(Coordinate annotation rows)

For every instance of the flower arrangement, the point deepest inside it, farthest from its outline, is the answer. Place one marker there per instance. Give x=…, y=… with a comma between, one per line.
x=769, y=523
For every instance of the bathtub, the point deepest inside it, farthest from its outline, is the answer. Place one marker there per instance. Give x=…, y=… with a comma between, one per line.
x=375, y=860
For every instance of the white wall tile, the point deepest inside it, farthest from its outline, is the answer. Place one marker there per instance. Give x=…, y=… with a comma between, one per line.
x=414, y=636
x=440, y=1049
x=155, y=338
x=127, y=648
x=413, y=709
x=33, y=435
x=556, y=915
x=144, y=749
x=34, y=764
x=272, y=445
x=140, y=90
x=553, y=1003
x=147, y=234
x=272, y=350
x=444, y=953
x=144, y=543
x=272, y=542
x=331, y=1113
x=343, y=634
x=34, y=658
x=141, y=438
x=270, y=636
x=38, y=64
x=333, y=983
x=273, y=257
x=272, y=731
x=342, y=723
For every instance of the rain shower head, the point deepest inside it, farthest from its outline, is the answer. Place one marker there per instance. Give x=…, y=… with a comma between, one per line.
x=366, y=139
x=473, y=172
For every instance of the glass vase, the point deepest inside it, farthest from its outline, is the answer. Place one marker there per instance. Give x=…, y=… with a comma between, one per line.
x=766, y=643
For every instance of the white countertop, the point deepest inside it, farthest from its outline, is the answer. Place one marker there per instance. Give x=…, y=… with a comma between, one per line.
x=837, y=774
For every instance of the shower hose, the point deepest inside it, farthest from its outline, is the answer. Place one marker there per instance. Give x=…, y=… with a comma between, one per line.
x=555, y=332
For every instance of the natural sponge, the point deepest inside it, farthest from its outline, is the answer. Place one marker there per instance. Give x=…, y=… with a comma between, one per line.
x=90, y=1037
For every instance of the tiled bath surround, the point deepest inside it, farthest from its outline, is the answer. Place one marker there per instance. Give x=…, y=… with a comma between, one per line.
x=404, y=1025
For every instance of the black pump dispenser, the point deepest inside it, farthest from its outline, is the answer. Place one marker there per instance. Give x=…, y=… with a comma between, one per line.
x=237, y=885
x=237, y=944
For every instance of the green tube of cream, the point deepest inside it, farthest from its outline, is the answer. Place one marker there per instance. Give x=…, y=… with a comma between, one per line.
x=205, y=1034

Request:
Edit all the rows above by replacing "marker" with "pin" and leave every other word as it is.

Written response:
For every instance of the flower arrangement, the point deepest inside it, farthest from its outline, is the answer. Place one pin there per instance. Give x=…, y=… with a comma between, one per line.
x=769, y=523
For every instance of the bathtub, the point deepest inside it, farthest from its outline, is the answer. Place one pin there per instance. Give x=…, y=… with a comma between, one per line.
x=375, y=860
For every instance of the white wall tile, the point deepest inside it, farthest from its outline, is the answer. Place one pin there per instance. Give x=…, y=… with a comma between, one per line.
x=414, y=636
x=440, y=1049
x=155, y=338
x=127, y=648
x=413, y=709
x=33, y=435
x=556, y=915
x=144, y=749
x=34, y=764
x=272, y=445
x=140, y=90
x=553, y=1003
x=147, y=234
x=272, y=350
x=444, y=953
x=144, y=543
x=272, y=542
x=331, y=1113
x=343, y=634
x=34, y=658
x=141, y=438
x=270, y=636
x=38, y=64
x=333, y=983
x=273, y=257
x=272, y=731
x=342, y=723
For every instance of the rain shower head, the point deepest inside it, farthest from its outline, is the answer. Place one pin there per instance. Give x=…, y=… with a comma between, one per line.
x=366, y=139
x=473, y=172
For every instance of the glass vase, the point deepest inside it, farthest from its outline, is the answer. Place one pin there per instance. Give x=…, y=… with a comma between, one per line.
x=766, y=643
For every instance of the white countertop, the point deepest inside it, farthest from its outline, is the answer. Place one pin there per instance. Give x=…, y=… with a comma between, one per line.
x=837, y=774
For every instance of the shower hose, the point deepest inside it, farthest from its outline, is the answer. Place one pin there per instance. Give x=…, y=… with a comma between, one per line.
x=555, y=332
For every instance of the natural sponge, the point deepest inside it, farthest from its outline, is the answer. Place one pin there per instance. Give x=…, y=… with a comma between, one per line.
x=90, y=1037
For every instance of the tiled bath surround, the point deepest inside it, farthest from its outline, is the answer. Place one pin there per instance. Give x=…, y=… with a comma between, one per line.
x=404, y=1025
For every instance of the black pump dispenser, the point deepest inside it, farthest from its outline, is the answer. Place one pin there per instance. Give x=…, y=… with a comma between, one per line.
x=237, y=885
x=237, y=944
For every instance of the green tube of cream, the point deepest inside it, farthest from its outline, is the answer. Place one pin there per instance. Give x=…, y=… with a comma between, one per line.
x=205, y=1034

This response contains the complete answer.